Porzione del documento
UNA PROROMPENTE VERGOGNA
di
Gabriele Scaramuzza
Osservo è la parola con cui si apre “Notturno”, che fa da premessa al
libro; articolato poi in quattro capitoli e in poche pagine conclusive
“Risvegli”). Osservo può esser presa
come una delle parole-chiave del libro: il bimbo (Matteo) osserva il nonno, il
nonno trascrive in un taccuino le proprie osservazioni sul bambino, che potrà leggerle
solo più tardi. Il taccuino del nonno occupa l’intero primo capitolo, dal
titolo suggestivo “La pedagogia delle piccole cose”. Presto, e tanto più
fattosi adolescente, Matteo a sua volta osserva, e in un momento cruciale della
vicenda annota di sé: “Continuavo a guardarli con gli occhi di un osservatore
estraneo”. Osserva, fino a che l’osservazione sfocia nella volontà di scrivere
questo libro. Che è una narrazione, ha un inizio promettente e una fine raccapricciante,
trascorre tra personaggi ed eventi divaricati eppure uniti nel loro incontro -
e trascina nella lettura.
Realtà
diverse eppure unite da una patina che si stende su tutto. Patina: un tono che
pervade lo scritto, e a modo suo risponde a interrogativi cui la lettura
costringe: perché una storia, perché questa
storia; perché raccontarla. Sono domande che sempre ogni lettura mi pone. Dalla
risposta, più spesso implicita che esplicita, dipende la voglia di continuare,
o la decisione di smettere.

Obiettivi
A. Quali titoli di parti del libro vengono citati, tra virgolette, nella recensione?
B. Queste affermazioni concordano con la recensione? Rispondi sì o no a ciascuna, citando le parole decisive. (i) Il libro è articolato in quattro capitoli. (ii) Il taccuino del nonno occupa l'ultimo capitolo. (iii) La narrazione ha una fine promettente.
C. Prosegui la recensione del libro a partire dalla sua ultima frase.

Dati estratti

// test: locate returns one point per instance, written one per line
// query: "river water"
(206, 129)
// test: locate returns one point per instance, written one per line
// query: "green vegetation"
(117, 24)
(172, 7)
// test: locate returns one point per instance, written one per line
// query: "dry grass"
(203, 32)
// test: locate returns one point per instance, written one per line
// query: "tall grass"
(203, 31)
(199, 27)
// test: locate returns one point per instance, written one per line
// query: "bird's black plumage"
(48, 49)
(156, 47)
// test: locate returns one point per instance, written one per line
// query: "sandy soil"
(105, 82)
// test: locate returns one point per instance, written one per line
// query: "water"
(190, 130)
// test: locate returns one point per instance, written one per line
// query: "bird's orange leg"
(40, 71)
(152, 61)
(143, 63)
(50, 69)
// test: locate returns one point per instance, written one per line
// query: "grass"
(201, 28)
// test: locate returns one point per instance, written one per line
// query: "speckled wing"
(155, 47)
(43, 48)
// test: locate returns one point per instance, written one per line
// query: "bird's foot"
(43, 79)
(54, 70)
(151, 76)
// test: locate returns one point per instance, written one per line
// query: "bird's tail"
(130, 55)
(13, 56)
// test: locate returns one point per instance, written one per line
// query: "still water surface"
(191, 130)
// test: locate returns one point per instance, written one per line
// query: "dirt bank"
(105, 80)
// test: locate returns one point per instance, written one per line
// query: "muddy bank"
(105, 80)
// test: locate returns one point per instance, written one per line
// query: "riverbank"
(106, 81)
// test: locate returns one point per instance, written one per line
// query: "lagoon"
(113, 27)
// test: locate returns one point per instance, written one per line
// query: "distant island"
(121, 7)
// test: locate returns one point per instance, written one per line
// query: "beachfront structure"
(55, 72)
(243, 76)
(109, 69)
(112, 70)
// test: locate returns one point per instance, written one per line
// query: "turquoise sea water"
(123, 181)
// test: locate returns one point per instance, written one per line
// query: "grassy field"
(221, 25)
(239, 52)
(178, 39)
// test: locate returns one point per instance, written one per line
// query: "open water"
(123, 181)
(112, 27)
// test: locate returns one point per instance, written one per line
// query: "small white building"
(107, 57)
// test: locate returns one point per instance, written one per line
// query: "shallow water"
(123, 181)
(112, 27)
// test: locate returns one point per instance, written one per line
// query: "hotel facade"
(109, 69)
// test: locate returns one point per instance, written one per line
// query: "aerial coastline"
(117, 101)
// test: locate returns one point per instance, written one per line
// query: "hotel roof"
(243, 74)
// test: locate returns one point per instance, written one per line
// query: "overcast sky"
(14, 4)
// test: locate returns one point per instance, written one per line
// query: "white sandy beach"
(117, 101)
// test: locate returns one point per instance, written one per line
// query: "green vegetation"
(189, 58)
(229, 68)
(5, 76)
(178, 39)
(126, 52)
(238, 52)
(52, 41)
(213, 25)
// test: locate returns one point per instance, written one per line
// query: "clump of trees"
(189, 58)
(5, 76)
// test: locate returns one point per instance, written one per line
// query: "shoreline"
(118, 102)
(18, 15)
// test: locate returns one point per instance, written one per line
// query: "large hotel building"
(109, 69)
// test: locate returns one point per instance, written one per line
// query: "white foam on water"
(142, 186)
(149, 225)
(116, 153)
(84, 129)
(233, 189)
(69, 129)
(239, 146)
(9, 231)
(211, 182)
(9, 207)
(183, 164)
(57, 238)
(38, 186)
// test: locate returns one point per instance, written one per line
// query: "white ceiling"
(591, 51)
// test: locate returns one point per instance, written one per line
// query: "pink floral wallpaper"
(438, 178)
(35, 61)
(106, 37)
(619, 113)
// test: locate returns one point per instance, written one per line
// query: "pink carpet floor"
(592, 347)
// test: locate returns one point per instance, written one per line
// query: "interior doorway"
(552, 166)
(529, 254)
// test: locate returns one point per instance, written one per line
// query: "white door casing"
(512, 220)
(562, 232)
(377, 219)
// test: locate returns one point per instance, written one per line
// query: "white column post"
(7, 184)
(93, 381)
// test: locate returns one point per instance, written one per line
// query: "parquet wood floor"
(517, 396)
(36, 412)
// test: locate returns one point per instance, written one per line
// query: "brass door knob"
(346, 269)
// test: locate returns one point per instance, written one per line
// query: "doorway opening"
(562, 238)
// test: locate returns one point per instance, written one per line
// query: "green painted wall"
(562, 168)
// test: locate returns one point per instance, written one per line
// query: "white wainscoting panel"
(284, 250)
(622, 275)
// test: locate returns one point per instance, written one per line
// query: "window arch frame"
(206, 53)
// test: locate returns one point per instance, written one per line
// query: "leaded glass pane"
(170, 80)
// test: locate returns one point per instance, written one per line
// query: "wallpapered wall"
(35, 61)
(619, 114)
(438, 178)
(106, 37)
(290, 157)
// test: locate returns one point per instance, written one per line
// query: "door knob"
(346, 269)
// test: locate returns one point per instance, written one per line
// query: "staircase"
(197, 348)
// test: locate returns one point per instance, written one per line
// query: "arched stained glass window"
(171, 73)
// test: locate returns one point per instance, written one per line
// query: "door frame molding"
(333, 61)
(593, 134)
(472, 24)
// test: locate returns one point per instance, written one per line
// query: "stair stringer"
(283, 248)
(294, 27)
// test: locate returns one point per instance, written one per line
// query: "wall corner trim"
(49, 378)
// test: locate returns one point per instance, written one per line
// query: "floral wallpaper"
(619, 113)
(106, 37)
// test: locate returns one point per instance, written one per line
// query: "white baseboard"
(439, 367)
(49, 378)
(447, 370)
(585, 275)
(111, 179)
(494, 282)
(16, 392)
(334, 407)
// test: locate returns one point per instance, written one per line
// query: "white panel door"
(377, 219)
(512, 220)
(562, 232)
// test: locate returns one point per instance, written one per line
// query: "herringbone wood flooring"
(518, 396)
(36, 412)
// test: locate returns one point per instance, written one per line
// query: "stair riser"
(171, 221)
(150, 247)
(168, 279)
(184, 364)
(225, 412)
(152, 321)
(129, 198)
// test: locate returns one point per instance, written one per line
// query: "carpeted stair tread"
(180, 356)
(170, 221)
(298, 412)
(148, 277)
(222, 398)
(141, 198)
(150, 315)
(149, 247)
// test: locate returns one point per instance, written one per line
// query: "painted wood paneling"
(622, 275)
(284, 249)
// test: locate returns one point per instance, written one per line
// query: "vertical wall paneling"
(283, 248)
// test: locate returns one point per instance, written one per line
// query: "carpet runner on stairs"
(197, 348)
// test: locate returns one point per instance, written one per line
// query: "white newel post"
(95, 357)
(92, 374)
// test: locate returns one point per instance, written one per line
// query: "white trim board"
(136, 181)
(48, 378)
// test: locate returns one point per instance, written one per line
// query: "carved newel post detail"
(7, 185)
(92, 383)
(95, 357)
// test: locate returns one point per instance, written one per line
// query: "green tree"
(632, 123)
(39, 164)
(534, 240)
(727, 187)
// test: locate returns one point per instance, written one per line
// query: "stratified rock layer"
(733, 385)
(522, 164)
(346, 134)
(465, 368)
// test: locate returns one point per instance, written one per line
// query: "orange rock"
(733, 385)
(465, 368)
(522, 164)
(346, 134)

Le risposte
A.
- "Notturno"
- "La pedagogia delle piccole cose"
- "Risvegli"

B.
(i) Sì: "articolato poi in quattro capitoli".
(ii) No: "Il taccuino del nonno occupa l’intero primo capitolo".
(iii) No: "ha un inizio promettente e una fine raccapricciante".

C.
Incentivo
alla lettura è la voglia di conoscere meglio l’autore, che in parte conferma
quanto già intuito in lui; e l’ipotesi è che non poco di lui traspaia dalla
figura di Matteo, protagonista-narratore. Ma soprattutto prendono temi, tanti,
in cui ci si riconosce, tanto più i toni che intridono la scrittura, e aiutano
a penetrare - psicologicamente, sociologicamente - ambienti e persone; e a
parlarne. “Patina” è (genericamente, certo) un tono “utopico” (non utopistico):
qualità umane in cui mi identifico, e in ogni buona lettura (o visione, o
ascolto) che “mi prende” traspaiono. Dove non è mai questione di qualità
letterarie, di valori estetico-artistici soltanto; ma - attraverso ed entro di
essi - esistenziali.
Osservo, si è detto. “Ma non mi
limito a osservare. Sollecito il lavoro dell’immaginazione” (leggiamo in “Risvegli”),
alimentata però da frammenti di realtà tenuti vivi nella memoria. Nell’immaginario
si profilano i tratti incerti e sfuggenti di volti “che chiedono di continuare
a vivere grazie alla scrittura, prima, e allo sguardo di chi legge, dopo”. È
difficile separare “mondo narrato e mondo vissuto”: “lampi del ricordo”, vissuti,
sempre irrompono anche nella scrittura più serrata su di sé. Fantasia e realtà,
e anche osservazione e fantasia, si intrecciano più di quanto si pensi.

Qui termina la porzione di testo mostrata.